__Items from a data source__:

++++++++++++++++++++

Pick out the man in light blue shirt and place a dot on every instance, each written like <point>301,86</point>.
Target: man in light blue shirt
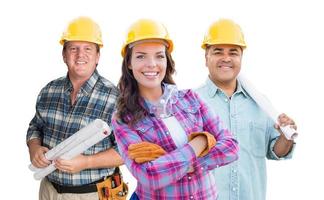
<point>256,133</point>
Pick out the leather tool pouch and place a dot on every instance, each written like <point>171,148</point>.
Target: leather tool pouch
<point>113,188</point>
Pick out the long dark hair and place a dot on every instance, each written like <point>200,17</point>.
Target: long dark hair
<point>130,104</point>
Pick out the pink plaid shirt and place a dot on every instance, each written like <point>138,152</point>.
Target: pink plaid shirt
<point>167,177</point>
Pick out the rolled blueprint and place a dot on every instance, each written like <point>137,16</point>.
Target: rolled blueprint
<point>74,145</point>
<point>266,106</point>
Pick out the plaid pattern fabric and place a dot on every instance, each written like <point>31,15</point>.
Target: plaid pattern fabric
<point>167,177</point>
<point>56,119</point>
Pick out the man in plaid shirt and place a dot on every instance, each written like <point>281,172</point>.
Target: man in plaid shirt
<point>67,104</point>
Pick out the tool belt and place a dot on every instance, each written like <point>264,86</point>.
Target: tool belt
<point>108,188</point>
<point>113,188</point>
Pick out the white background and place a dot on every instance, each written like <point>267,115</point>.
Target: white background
<point>284,59</point>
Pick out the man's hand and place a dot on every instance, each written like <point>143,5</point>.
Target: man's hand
<point>284,120</point>
<point>37,154</point>
<point>210,139</point>
<point>145,151</point>
<point>283,146</point>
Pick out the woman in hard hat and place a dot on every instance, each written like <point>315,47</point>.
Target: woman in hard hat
<point>167,137</point>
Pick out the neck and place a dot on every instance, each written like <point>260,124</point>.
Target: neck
<point>151,94</point>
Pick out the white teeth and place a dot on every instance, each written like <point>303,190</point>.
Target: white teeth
<point>150,73</point>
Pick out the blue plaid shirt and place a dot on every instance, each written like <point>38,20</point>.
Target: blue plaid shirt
<point>56,119</point>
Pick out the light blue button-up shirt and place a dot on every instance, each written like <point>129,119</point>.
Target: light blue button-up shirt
<point>246,178</point>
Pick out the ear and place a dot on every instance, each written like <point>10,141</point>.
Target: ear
<point>98,57</point>
<point>206,57</point>
<point>63,56</point>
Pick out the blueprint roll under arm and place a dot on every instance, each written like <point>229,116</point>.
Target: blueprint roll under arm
<point>266,105</point>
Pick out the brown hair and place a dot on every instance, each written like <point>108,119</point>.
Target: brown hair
<point>129,105</point>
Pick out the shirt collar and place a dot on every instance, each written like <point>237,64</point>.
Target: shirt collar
<point>212,88</point>
<point>87,87</point>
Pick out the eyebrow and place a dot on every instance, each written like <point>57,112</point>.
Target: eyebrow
<point>221,49</point>
<point>140,52</point>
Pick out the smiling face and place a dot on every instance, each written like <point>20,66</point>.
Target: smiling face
<point>224,64</point>
<point>149,64</point>
<point>81,59</point>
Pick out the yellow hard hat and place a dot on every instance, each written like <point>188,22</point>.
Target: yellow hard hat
<point>82,29</point>
<point>146,29</point>
<point>224,31</point>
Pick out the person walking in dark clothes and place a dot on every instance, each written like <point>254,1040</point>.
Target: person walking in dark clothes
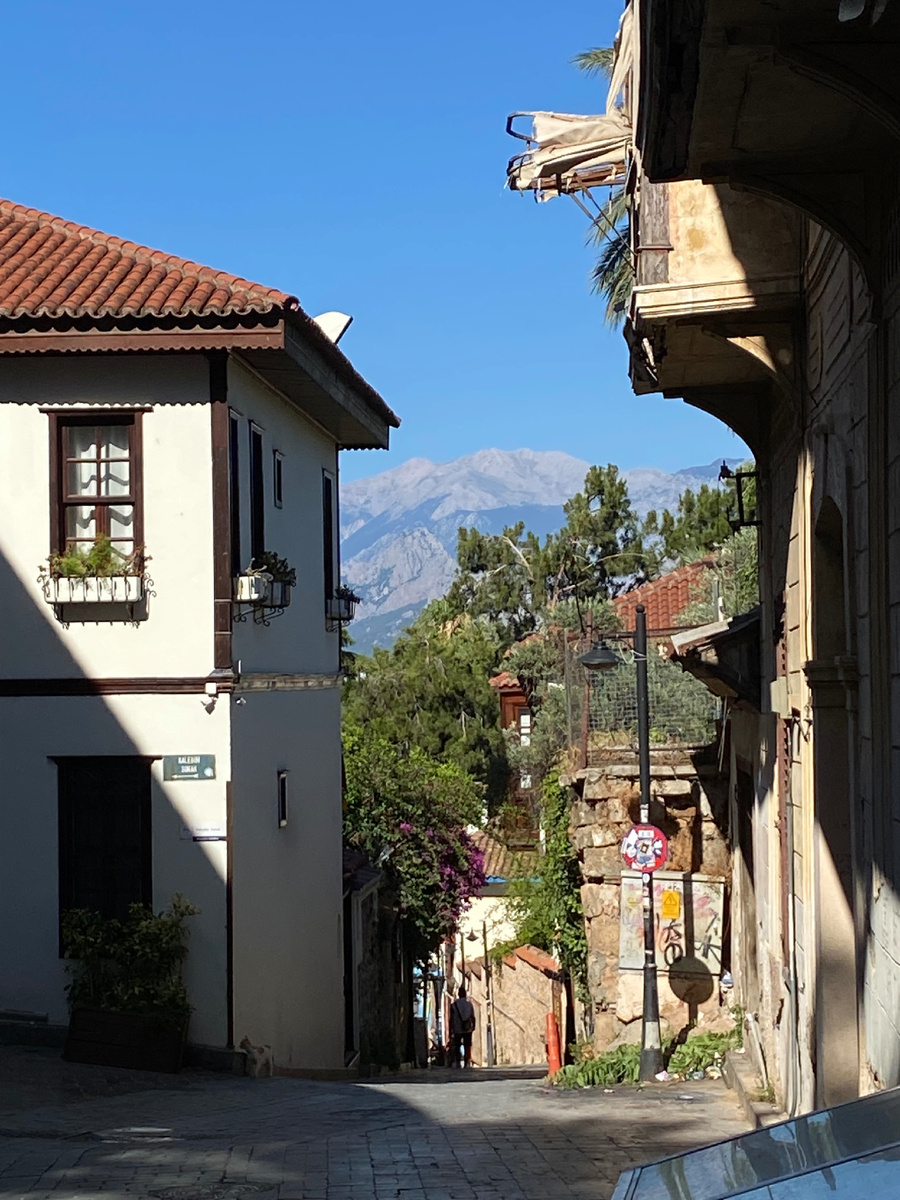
<point>462,1026</point>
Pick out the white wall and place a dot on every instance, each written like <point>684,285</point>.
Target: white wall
<point>298,640</point>
<point>288,954</point>
<point>177,640</point>
<point>31,975</point>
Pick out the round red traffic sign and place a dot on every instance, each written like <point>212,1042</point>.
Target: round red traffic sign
<point>645,849</point>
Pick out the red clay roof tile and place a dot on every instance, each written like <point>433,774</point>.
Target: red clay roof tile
<point>665,599</point>
<point>55,268</point>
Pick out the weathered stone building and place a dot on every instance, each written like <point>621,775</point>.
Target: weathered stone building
<point>759,142</point>
<point>689,803</point>
<point>767,240</point>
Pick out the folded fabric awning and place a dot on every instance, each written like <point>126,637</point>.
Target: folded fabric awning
<point>568,153</point>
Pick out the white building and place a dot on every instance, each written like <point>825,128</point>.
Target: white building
<point>195,419</point>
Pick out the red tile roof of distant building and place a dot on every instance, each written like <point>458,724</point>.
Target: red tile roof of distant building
<point>501,863</point>
<point>54,268</point>
<point>538,959</point>
<point>665,599</point>
<point>55,274</point>
<point>505,682</point>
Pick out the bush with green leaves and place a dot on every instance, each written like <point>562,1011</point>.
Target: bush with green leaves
<point>544,906</point>
<point>409,815</point>
<point>132,965</point>
<point>700,1053</point>
<point>100,559</point>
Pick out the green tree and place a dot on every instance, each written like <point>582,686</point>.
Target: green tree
<point>409,814</point>
<point>515,580</point>
<point>545,905</point>
<point>696,529</point>
<point>431,690</point>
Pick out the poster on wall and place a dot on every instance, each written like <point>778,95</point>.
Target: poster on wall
<point>688,919</point>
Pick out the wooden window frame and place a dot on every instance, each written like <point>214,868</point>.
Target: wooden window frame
<point>60,423</point>
<point>257,492</point>
<point>283,775</point>
<point>234,490</point>
<point>330,546</point>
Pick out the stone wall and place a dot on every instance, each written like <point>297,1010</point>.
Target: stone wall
<point>525,988</point>
<point>689,803</point>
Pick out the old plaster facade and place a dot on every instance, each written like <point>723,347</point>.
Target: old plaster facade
<point>768,294</point>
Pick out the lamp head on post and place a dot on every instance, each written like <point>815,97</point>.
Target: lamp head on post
<point>601,658</point>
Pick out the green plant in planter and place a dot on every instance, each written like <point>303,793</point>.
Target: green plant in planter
<point>132,965</point>
<point>277,569</point>
<point>100,559</point>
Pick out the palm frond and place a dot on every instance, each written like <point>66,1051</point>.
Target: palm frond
<point>598,60</point>
<point>613,275</point>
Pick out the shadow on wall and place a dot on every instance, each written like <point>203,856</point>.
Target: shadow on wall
<point>37,730</point>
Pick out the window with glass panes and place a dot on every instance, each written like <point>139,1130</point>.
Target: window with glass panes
<point>97,481</point>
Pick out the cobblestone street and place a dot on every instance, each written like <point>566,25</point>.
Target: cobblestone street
<point>77,1132</point>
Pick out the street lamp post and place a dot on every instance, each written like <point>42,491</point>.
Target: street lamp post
<point>603,658</point>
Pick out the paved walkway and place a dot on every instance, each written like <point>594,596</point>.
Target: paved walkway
<point>78,1133</point>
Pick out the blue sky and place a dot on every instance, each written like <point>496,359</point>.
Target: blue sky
<point>354,155</point>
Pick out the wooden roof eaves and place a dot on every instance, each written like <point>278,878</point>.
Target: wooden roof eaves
<point>138,341</point>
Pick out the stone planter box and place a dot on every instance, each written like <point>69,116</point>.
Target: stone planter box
<point>124,1039</point>
<point>94,589</point>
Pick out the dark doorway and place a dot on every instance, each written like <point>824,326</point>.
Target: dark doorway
<point>837,1006</point>
<point>105,861</point>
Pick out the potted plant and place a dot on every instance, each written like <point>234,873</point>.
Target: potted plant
<point>267,581</point>
<point>129,1003</point>
<point>96,574</point>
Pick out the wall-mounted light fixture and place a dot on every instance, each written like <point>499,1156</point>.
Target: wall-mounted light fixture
<point>282,798</point>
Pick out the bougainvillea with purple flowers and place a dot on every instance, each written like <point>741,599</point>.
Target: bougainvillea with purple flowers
<point>409,815</point>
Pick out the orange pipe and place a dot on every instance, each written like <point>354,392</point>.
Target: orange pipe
<point>555,1060</point>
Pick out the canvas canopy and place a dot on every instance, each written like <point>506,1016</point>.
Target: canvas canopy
<point>569,153</point>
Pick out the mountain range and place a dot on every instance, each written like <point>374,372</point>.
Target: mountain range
<point>399,528</point>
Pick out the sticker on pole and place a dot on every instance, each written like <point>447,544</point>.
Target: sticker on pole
<point>645,849</point>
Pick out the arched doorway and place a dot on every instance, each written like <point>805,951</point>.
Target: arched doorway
<point>832,679</point>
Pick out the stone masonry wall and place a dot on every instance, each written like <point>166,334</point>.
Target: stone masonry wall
<point>689,803</point>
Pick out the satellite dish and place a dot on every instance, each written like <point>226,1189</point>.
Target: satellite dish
<point>334,324</point>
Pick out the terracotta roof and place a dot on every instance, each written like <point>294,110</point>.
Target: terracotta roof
<point>665,599</point>
<point>55,268</point>
<point>505,682</point>
<point>538,959</point>
<point>57,274</point>
<point>501,863</point>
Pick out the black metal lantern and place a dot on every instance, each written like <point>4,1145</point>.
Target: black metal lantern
<point>601,658</point>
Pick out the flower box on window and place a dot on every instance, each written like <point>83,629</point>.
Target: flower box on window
<point>259,589</point>
<point>251,588</point>
<point>94,588</point>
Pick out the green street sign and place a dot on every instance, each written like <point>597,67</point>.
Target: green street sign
<point>189,766</point>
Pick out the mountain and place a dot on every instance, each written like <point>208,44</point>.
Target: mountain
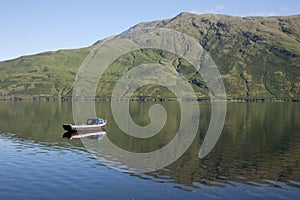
<point>258,57</point>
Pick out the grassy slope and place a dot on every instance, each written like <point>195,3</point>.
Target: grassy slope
<point>258,57</point>
<point>49,73</point>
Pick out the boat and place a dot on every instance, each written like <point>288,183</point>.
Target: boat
<point>94,136</point>
<point>92,125</point>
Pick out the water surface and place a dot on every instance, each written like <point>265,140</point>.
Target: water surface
<point>257,155</point>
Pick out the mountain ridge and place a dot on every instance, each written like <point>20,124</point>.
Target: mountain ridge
<point>258,57</point>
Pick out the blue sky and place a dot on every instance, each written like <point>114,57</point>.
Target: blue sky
<point>33,26</point>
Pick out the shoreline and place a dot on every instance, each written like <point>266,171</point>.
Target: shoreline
<point>26,98</point>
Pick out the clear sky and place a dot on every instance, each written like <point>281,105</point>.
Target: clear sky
<point>33,26</point>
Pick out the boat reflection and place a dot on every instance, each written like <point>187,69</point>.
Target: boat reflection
<point>93,136</point>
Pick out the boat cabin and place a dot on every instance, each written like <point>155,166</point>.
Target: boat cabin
<point>95,121</point>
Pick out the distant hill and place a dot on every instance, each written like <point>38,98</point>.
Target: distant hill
<point>258,57</point>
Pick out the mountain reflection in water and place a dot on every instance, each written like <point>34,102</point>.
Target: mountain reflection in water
<point>259,145</point>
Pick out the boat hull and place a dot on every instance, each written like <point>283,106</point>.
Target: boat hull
<point>84,128</point>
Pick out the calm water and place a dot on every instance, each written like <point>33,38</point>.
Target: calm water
<point>257,155</point>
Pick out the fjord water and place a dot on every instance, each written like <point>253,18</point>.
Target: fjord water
<point>257,155</point>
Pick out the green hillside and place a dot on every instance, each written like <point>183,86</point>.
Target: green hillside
<point>258,57</point>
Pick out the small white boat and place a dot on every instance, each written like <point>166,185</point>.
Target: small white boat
<point>92,125</point>
<point>97,135</point>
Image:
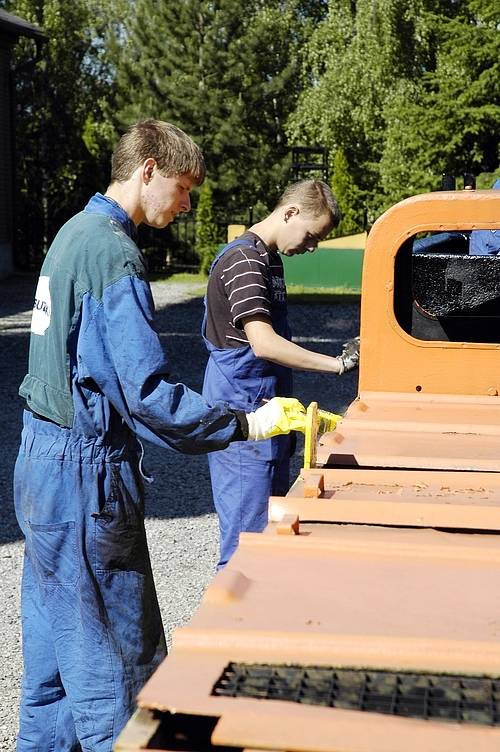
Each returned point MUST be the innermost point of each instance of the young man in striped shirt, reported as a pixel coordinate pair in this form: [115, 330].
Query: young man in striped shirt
[251, 353]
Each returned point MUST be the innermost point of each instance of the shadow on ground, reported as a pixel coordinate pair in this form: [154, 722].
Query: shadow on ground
[182, 486]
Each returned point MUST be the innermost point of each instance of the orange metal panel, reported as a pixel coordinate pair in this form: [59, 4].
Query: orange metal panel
[353, 596]
[393, 361]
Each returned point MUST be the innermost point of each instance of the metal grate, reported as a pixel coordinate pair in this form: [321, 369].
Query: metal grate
[467, 699]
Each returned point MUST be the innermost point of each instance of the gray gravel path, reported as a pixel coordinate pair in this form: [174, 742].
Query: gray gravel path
[181, 525]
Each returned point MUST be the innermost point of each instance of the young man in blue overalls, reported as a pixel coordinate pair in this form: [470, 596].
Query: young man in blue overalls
[251, 354]
[97, 379]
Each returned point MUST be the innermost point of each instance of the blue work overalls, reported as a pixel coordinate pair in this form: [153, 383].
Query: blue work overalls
[92, 633]
[244, 475]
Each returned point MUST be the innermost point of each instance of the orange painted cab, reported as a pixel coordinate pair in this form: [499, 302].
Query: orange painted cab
[366, 617]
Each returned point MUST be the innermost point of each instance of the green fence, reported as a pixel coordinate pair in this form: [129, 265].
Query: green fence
[326, 267]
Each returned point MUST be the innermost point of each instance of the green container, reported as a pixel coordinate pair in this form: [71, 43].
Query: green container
[326, 267]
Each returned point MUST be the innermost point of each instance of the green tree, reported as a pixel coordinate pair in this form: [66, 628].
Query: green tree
[348, 196]
[356, 59]
[205, 228]
[59, 86]
[448, 120]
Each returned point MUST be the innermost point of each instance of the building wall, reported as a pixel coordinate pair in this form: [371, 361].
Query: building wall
[6, 255]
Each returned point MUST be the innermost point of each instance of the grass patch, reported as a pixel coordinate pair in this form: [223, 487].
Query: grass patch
[302, 294]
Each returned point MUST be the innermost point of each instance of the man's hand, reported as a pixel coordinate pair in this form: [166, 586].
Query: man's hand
[349, 357]
[279, 415]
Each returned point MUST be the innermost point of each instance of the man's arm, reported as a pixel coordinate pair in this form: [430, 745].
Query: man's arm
[268, 345]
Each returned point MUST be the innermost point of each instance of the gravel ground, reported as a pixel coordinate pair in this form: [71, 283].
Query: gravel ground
[181, 524]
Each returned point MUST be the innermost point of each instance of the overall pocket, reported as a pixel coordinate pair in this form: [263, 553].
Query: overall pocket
[120, 538]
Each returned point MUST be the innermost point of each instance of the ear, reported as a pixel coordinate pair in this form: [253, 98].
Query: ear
[291, 211]
[148, 168]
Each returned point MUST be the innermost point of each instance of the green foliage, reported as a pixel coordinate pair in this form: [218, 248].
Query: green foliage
[228, 74]
[449, 120]
[59, 86]
[348, 195]
[405, 89]
[206, 229]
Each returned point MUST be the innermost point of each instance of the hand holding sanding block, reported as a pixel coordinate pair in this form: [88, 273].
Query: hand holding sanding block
[318, 422]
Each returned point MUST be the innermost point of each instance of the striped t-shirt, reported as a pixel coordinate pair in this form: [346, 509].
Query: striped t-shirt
[244, 282]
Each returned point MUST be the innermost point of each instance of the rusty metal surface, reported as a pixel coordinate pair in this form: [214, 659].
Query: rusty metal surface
[353, 596]
[382, 429]
[414, 498]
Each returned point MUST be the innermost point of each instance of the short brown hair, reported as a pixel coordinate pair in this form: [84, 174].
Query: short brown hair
[174, 151]
[314, 197]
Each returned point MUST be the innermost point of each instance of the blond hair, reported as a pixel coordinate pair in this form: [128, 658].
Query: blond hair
[173, 150]
[314, 198]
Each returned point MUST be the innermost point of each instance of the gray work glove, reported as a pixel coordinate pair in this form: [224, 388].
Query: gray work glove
[349, 357]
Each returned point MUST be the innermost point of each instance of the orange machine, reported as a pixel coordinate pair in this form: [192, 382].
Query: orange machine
[366, 617]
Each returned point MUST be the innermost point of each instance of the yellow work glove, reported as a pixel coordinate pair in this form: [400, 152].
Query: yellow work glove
[279, 415]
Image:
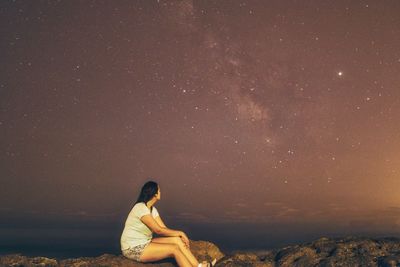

++++++++++++++++++++

__Goal of the exercise__:
What are the lines above, starting at the one with "Target: round red traffic sign" and ending at the one with "Pick out the weathered"? Give them again exactly, and only them.

__Answer to this exercise__:
Target: round red traffic sign
<point>645,849</point>
Pick out the red clay roof tile and place a dot on every instance, each written like <point>433,774</point>.
Target: red clay roof tile
<point>665,599</point>
<point>55,268</point>
Pick out the weathered stone building and place a dot on every instance, each written like <point>621,775</point>.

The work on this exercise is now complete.